> **Tasks to carry out**
(A) Decide whether each statement agrees with the passage on Jesus' death: (i) Joseph of Arimathea wrapped Jesus' body in a linen shroud; (ii) the temple authorities had jurisdiction to kill Jesus; (iii) the US Army sergeant killed 17 Afghan civilians. Answer yes or no for each, quoting the deciding words.
(B) Write out the passage on Jesus' death from "No, nobody was" to "death without accountability.", swapping "tragedy" for "misfortune".
(C) In the passage on Jesus' death, what does the anonymous woman in Bethany pour over Jesus' head?

> **Provided passage**
=======
In Bethany an anonymous woman empties an alabaster vial of pure nard -- very costly, Mark insists -- and just pours it over Jesus' head. It looks like an anointing, a most lavish one indeed. But, Jesus says, this anointing is for his burial. When Jesus drags his way to the cross, one imagines, the scent of this perfume still lingers. On his scourged body.

After the crucifixion, Joseph of Arimathea, a prominent member of the Council, sees to Jesus' body. He calls on Pilate -- daring, Mark reminds us -- to request Jesus' body. And Joseph tends to Jesus' body, bringing it down from the cross, wrapping it in a linen shroud, and placing it in a tomb. At the risk of his own life, Joseph sees to Jesus' body.

And on the first day after Sabbath, Mary Magdalene, Mary the mother of James, and Salome -- these women who have endured with Jesus after the men who had followed him fled in fright -- these women come to anoint Jesus' body. They will see to its proper burial. Very early, on the first day they can, Mark points out, they arrive at the tomb. Risking their own bodies, identifying themselves as followers of this crucified one, they dare care for Jesus' body.

Jesus' body is not there. The tomb is empty. The body is absent. Yet this body, by its absence, dominates the story. Jesus' body. Jesus' body.

Two

Nobody had been really responsible for Jesus' murder. Nobody stood there to carry that load.
Judas betrayed Jesus, and "woe to the one by whom the Son of Man is betrayed!" But Judas didn't arrest Jesus, didn't beat Jesus, didn't see to his crucifixion.

The disciples surely failed Jesus. So palpable was their cowardice that Luke covers it up by staging a scuffle. Cowardice is one thing, but murder is another. Right? The disciples didn't kill Jesus.

The temple authorities had Jesus arrested. They staged a kangaroo court. They had him beaten and mocked. They handed him over to Pilate. But they lacked jurisdiction to kill Jesus. Not saying they were innocent, but we can't hold the temple authorities responsible for Jesus' death. They didn't kill him.

Pilate? Pilate handed Jesus over to be crucified. Pilate was in charge. Pilate had jurisdiction. But let's face it: things were sensitive. Pilate had a touchy scene to manage. It's Passover and this enraged crowd confronted him. What was Pilate gonna do? "Wishing to satisfy the crowd," Mark tells us, Pilate handed Jesus over. Yes, Pilate had jurisdiction, but he didn't really control the proceedings.

So the crowds then? Pilate crucified Jesus to pacify the crowds? But come on, they weren't responsible. The crowds didn't even touch Jesus. The crowds had no authority to kill him. You can't hold a group accountable for murder when they didn't even touch the body. Right?

Ah, but the soldiers. They paraded Jesus to his death. They flogged him and mocked him. They hung Jesus on the cross. Here we have the guys who saw to Jesus' death. But really? The soldiers were just following orders. Cruel, they may have been, but cruelty was their job. Nobody seriously blames the soldiers.

No, nobody was really responsible for Jesus' death. There's nobody to hold to account. It's just another tragedy, lots of people involved -- and no one directly accountable.

Three

Afghanistan. Sanford. El Cajon. We're in a season of death without accountability.

A US Army sergeant murders 17 Afghan civilians -- sure, he's accountable. Eight adults, nine children. Sure, he's accountable, and he'll pay.
=======
Collected data:
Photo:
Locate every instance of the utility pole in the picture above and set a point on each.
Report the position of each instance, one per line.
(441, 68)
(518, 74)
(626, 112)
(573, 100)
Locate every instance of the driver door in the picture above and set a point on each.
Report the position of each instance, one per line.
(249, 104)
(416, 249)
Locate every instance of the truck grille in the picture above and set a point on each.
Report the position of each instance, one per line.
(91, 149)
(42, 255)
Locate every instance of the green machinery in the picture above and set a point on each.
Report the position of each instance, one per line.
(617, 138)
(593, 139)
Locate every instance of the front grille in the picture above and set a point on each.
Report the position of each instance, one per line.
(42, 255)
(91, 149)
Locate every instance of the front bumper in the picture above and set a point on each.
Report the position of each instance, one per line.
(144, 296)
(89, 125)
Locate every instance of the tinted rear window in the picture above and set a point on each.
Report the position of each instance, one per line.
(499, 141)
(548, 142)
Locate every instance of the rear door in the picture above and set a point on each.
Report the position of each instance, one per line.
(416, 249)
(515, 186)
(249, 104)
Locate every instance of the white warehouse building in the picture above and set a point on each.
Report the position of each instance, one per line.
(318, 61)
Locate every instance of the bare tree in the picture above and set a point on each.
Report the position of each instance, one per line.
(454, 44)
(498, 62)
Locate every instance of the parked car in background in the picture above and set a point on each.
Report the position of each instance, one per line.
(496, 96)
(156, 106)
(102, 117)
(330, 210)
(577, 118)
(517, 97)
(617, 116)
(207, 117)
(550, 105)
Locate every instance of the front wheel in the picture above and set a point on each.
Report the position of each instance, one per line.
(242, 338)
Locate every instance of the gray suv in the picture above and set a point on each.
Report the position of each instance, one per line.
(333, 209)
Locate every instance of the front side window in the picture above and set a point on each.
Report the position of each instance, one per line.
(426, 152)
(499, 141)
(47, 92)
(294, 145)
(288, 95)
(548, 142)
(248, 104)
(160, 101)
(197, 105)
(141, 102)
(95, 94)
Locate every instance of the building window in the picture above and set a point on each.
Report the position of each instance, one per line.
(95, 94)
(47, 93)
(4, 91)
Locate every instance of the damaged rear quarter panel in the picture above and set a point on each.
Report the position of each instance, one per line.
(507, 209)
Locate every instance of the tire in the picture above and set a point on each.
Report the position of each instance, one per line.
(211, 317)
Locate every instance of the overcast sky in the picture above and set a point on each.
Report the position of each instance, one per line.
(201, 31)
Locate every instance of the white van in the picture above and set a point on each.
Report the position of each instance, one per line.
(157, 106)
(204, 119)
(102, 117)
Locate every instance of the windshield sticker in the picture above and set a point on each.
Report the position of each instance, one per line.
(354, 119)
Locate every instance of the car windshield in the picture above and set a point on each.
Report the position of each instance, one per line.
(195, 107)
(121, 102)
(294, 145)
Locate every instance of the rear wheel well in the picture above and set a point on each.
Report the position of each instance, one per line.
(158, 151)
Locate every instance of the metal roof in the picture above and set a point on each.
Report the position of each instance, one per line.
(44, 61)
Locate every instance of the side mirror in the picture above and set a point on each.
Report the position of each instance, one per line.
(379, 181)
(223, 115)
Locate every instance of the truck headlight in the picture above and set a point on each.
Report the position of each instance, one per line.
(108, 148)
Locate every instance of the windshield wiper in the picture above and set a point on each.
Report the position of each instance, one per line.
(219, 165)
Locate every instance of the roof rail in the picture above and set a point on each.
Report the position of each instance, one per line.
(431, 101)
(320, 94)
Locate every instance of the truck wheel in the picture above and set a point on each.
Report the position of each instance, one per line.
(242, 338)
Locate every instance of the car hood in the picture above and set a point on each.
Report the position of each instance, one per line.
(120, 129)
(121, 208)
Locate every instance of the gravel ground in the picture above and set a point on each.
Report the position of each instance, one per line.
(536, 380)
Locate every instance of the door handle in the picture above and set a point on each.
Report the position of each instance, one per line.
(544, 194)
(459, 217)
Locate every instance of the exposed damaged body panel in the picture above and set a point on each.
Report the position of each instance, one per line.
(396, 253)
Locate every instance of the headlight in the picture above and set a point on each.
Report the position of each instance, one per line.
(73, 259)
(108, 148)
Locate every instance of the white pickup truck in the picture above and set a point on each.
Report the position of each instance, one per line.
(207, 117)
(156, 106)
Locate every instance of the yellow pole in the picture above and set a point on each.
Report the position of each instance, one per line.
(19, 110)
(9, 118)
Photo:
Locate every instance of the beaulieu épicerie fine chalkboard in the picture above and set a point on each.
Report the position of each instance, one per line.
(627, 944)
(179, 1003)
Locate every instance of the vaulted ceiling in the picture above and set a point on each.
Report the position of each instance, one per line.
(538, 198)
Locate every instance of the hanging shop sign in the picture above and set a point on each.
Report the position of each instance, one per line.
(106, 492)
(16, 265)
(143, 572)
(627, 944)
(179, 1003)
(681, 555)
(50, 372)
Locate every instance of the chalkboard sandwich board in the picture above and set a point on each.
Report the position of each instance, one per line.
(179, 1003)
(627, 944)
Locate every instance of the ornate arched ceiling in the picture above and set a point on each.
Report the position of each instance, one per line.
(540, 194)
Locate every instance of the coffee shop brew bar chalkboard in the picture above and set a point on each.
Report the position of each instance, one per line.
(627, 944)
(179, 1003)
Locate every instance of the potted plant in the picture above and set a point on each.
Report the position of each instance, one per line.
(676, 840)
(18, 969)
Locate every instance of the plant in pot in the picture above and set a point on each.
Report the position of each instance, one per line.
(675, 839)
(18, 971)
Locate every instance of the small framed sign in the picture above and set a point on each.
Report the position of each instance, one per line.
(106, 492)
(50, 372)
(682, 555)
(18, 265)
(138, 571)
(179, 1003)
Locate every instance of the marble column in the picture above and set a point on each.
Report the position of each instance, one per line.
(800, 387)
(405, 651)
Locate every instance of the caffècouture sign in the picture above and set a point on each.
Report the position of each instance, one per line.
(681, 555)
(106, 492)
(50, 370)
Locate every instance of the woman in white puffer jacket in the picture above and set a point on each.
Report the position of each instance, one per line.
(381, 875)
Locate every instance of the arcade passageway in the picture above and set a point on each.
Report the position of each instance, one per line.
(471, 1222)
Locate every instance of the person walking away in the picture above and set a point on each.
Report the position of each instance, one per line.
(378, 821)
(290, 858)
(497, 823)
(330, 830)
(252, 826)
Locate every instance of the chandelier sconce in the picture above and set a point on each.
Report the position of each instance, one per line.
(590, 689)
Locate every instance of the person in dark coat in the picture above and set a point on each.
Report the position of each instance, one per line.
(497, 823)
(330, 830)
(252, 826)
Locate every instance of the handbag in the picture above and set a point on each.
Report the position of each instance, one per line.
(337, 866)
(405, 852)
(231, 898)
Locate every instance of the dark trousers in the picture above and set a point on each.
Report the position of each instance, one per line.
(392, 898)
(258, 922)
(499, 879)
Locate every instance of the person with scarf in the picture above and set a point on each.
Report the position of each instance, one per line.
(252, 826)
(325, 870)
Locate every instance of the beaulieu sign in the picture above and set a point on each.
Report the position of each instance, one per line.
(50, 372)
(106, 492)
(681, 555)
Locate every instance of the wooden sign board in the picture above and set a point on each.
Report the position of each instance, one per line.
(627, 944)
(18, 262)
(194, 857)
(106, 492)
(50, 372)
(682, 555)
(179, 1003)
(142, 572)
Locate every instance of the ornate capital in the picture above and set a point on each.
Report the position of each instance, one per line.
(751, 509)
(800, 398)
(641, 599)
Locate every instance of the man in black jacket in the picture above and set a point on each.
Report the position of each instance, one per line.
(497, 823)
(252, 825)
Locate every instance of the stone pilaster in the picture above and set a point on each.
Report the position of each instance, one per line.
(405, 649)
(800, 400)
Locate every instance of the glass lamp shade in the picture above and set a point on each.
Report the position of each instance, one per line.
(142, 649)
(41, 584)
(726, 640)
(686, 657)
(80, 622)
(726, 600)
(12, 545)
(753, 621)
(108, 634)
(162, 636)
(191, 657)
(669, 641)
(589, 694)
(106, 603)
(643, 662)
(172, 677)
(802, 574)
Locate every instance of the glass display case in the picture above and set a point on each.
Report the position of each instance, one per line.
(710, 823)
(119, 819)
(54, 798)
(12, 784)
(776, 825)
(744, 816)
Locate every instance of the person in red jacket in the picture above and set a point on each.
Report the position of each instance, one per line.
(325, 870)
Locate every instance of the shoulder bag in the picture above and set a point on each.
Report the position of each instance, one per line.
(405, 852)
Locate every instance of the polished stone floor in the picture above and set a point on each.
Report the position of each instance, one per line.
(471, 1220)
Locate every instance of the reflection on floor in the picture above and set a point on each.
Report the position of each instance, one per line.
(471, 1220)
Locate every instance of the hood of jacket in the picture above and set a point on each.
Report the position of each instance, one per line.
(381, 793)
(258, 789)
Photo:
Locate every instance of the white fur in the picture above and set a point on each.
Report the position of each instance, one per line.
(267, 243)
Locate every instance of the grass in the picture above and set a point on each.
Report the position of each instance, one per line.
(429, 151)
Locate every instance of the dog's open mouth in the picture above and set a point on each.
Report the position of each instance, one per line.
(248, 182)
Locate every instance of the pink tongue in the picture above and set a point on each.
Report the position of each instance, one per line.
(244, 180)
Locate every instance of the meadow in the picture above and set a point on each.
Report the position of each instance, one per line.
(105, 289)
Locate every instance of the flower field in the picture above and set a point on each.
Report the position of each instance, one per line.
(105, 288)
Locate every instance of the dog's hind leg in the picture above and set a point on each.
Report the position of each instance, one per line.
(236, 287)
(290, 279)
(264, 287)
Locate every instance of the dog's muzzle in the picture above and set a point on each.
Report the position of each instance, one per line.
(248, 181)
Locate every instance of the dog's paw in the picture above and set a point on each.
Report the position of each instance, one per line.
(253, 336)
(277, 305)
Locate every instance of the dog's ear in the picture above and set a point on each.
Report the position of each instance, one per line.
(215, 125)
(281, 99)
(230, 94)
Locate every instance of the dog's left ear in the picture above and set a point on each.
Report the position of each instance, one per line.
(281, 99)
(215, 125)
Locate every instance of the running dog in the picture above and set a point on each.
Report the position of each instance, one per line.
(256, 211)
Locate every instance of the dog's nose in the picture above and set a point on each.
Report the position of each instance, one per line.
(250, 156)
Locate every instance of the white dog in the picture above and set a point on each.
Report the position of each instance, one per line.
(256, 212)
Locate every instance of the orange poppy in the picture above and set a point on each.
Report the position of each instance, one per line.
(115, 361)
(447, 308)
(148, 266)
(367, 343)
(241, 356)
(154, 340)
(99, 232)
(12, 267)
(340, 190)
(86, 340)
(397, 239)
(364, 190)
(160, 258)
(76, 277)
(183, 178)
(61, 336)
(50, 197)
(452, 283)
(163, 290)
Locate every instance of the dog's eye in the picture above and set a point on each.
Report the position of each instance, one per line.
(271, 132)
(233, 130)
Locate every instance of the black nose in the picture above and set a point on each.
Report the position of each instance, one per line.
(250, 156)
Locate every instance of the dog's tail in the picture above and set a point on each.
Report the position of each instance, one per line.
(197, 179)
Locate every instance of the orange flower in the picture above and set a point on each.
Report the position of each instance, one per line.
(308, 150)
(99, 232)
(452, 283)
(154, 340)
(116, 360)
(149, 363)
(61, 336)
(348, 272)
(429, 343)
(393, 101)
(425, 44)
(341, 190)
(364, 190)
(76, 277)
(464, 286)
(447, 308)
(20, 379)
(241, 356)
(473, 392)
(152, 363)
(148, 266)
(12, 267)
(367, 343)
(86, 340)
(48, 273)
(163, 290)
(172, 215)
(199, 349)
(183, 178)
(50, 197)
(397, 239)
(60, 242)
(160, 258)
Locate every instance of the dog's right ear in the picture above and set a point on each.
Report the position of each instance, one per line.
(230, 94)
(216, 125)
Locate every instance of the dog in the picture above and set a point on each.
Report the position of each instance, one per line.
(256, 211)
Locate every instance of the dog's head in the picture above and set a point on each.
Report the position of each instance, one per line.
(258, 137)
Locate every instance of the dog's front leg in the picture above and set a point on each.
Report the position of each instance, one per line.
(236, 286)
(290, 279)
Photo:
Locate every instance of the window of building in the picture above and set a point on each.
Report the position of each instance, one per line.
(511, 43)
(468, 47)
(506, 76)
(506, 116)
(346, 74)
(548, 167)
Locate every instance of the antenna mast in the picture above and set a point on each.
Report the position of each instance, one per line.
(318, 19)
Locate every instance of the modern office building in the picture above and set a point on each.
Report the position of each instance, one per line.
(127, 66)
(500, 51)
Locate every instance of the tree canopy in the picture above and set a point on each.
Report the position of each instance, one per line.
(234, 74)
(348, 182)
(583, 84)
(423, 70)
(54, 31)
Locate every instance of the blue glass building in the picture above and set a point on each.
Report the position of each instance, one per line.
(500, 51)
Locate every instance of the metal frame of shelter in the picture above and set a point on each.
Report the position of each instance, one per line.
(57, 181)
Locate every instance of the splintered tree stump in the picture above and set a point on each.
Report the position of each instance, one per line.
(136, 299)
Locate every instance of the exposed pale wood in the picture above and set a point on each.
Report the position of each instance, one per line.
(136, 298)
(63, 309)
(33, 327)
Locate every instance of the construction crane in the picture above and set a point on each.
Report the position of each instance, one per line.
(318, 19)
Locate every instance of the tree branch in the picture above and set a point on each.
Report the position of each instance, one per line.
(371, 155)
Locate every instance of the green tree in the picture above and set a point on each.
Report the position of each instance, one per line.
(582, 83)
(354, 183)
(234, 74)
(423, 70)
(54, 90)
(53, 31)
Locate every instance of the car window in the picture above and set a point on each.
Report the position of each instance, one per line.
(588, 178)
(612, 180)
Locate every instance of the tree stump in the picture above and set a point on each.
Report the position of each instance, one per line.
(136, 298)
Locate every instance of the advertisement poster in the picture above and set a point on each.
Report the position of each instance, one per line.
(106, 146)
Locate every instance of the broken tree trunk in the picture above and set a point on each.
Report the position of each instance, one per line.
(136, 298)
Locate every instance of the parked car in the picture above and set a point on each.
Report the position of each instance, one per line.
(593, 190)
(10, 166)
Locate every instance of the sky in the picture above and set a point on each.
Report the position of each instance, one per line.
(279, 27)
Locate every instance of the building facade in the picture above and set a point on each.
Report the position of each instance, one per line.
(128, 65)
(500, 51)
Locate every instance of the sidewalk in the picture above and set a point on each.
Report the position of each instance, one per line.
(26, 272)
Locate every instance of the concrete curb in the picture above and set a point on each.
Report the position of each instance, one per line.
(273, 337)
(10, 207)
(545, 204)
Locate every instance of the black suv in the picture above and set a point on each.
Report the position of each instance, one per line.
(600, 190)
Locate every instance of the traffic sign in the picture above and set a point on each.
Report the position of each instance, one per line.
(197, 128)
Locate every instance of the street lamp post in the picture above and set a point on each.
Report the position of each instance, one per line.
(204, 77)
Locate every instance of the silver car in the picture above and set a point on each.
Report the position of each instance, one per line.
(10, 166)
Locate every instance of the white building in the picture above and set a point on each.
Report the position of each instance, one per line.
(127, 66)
=======
> **Results**
(A)
(i) Yes: "wrapping it in a linen shroud"
(ii) No: "But they lacked jurisdiction to kill Jesus."
(iii) Yes: "A US Army sergeant murders 17 Afghan civilians"

(B)
No, nobody was really responsible for Jesus' death. There's nobody to hold to account. It's just another misfortune, lots of people involved -- and no one directly accountable.

Three

Afghanistan. Sanford. El Cajon. We're in a season of death without accountability.

(C) Pure nard from an alabaster vial.